# CONSIGNE 1
Recopiez mot pour mot l'ensemble des enregistrements ci-dessous, ligne par ligne.

On atteint Kanyabayonga après quatre heures de route cahoteuse. Le village est situé près d’un camp de la Monusco où vivent des combattants FDLR qui se sont rendus auprès des forces onusiennes. Ces rebelles rwandais sévissaient, il y a quelques mois encore, à la barbe des FARDC et des Casques bleus, tandis que la population accusait les premiers de complicité, les seconds de passivité. Conséquence : une milice d’autodéfense a vu le jour, les Maï-Maï Mazembe. Ce sont eux qui seraient venus à bout des FDLR. « Tout le monde à Kanyabayonga les soutient », confie Anne-Marie, une cultivatrice occupée à emballer ses ananas destinés à la vente. « Si nous avons repris le chemin de nos champs, c’est parce que ces jeunes nous ont débarrassés des FDLR », poursuit-elle.

 

« Les Maï-Maï jouissent d’une certaine légitimité »

 

Un point de vue largement partagé dans le village. Peu importe si, dans toutes les zones que contrôlent les Maï-Maï Mazembe, il faut désormais débourser 1 000 francs congolais (moins d’un euro) pour passer une barrière tenue par des mineurs bien armés. Ces miliciens nandes, que leurs fétiches rendraient « invincibles », sont considérés comme des héros qui ont « libéré » la ville des « envahisseurs » rwandophones.

 

Mais déposeront-ils à leur tour les armes, une fois la situation revenue à la normale ? Rien n’est moins sûr, dans une région où les groupes armés ont une tendance naturelle à prospérer. « Les Maï-Maï ne sont pas détachables de leur communauté. Ils jouissent même d’une certaine légitimité, et on ne pourra pas les éradiquer uniquement par l’action militaire », admet Juvénal Munubo, le député de Walikale (à l’ouest de Goma).

# CONSIGNE 2
Traduisez en anglais, s'il vous plaît, cette phrase de l'extrait ci-dessus : « On atteint Kanyabayonga après quatre heures de route cahoteuse. »

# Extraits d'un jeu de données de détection
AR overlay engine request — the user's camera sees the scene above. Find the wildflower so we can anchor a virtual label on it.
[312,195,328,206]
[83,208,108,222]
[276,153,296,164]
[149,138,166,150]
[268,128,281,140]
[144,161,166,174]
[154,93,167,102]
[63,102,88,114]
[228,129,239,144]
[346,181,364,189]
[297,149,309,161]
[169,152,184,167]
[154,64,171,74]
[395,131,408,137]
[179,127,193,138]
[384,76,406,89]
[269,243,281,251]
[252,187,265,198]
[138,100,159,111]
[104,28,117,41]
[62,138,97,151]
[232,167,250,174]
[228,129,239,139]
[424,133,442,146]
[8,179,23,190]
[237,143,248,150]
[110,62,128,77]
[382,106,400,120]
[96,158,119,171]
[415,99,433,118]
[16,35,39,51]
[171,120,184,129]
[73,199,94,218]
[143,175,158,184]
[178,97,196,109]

# RÉSULTAT DE L'EXERCICE 1
AR overlay engine request — the user's camera sees the scene above. Find the wildflower so we can anchor a virtual label on it.
[312,195,328,206]
[83,208,108,222]
[276,153,296,164]
[149,138,166,150]
[268,128,281,140]
[144,161,166,174]
[154,93,167,102]
[63,102,88,114]
[228,129,239,144]
[346,181,364,189]
[297,149,309,161]
[169,152,184,167]
[154,64,171,74]
[395,131,408,137]
[179,127,193,138]
[384,76,406,89]
[269,243,281,251]
[252,187,265,198]
[138,100,159,111]
[104,28,117,41]
[62,138,97,151]
[232,167,250,174]
[228,129,239,139]
[424,133,442,146]
[8,179,23,190]
[237,143,248,150]
[110,62,128,77]
[382,106,400,120]
[96,158,119,171]
[415,99,433,118]
[16,35,39,51]
[171,120,184,129]
[73,199,94,218]
[143,175,158,184]
[178,97,196,109]

# RÉSULTAT DE L'EXERCICE 2
You reach Kanyabayonga after four hours on a bumpy road.